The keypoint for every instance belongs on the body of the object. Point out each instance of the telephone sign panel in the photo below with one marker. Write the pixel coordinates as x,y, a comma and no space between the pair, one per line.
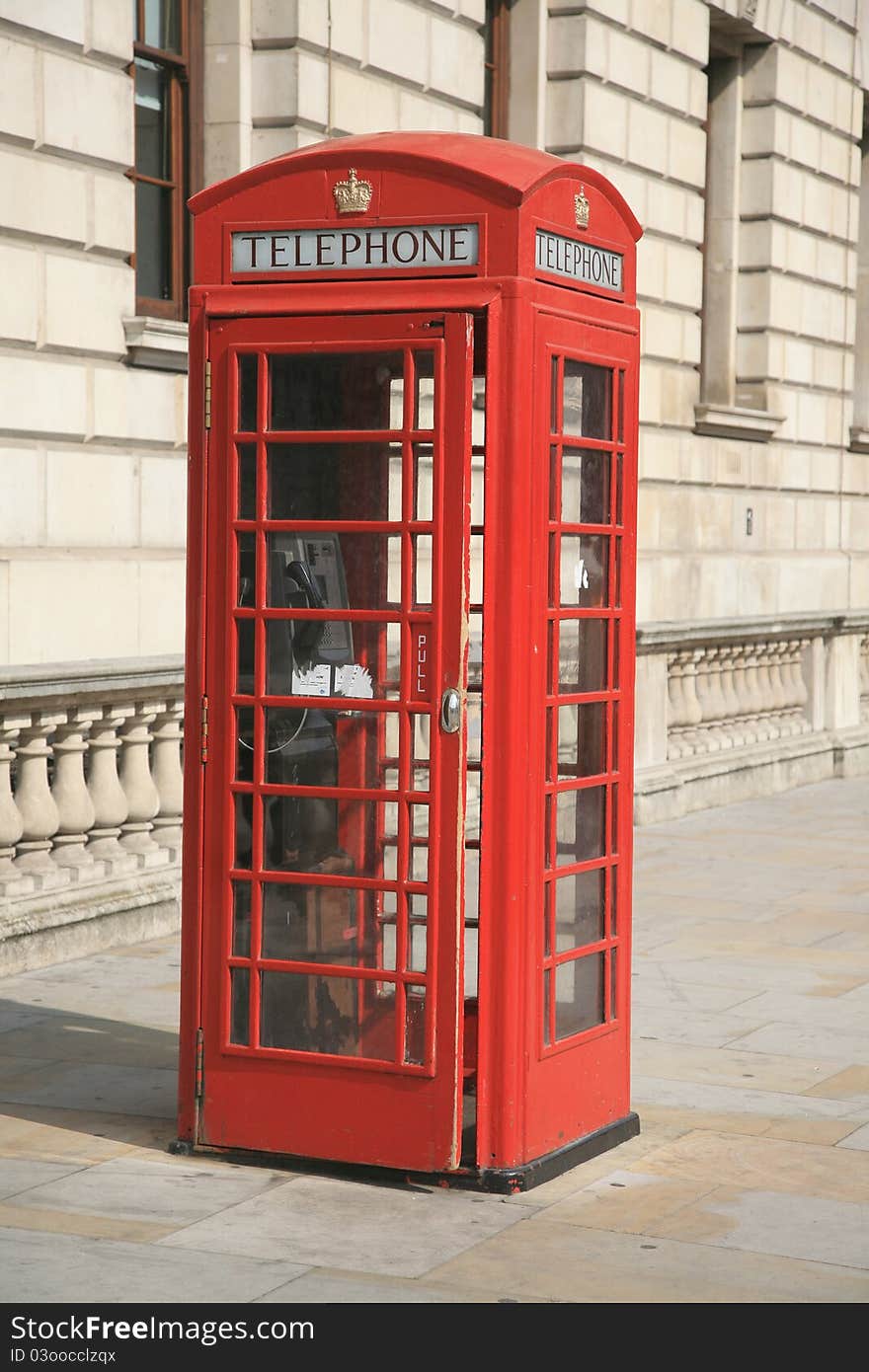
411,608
---
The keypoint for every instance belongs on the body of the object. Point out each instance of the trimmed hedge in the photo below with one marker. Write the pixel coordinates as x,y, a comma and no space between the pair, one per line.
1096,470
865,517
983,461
--
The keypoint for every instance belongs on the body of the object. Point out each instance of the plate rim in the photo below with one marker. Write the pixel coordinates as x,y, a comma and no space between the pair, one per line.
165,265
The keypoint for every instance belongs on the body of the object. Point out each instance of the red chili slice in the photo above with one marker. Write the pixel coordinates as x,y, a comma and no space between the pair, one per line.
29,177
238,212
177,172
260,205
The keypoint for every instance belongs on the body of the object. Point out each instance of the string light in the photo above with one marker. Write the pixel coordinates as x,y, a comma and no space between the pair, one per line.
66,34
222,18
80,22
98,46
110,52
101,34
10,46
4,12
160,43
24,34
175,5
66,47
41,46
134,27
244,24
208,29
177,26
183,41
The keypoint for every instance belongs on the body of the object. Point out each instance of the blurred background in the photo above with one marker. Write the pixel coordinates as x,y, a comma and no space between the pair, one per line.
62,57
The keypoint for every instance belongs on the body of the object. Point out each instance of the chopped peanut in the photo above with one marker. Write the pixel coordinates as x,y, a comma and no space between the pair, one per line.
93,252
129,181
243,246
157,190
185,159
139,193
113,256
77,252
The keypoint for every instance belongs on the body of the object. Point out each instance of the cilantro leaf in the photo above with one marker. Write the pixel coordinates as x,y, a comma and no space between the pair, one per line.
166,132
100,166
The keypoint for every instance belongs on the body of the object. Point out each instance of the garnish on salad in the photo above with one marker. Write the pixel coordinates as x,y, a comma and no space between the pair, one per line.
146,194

■ Exercise task
Pull out every line of the listing above that contains the word "sign", and copy each of those lines in full.

■ Expected answer
The keypoint for every instance belongs on the body of the object. Point out each instance of the telephone sign panel in the photo below with one marker. Write the pixel coordinates as x,y, a comma and no space between the pair, one per line.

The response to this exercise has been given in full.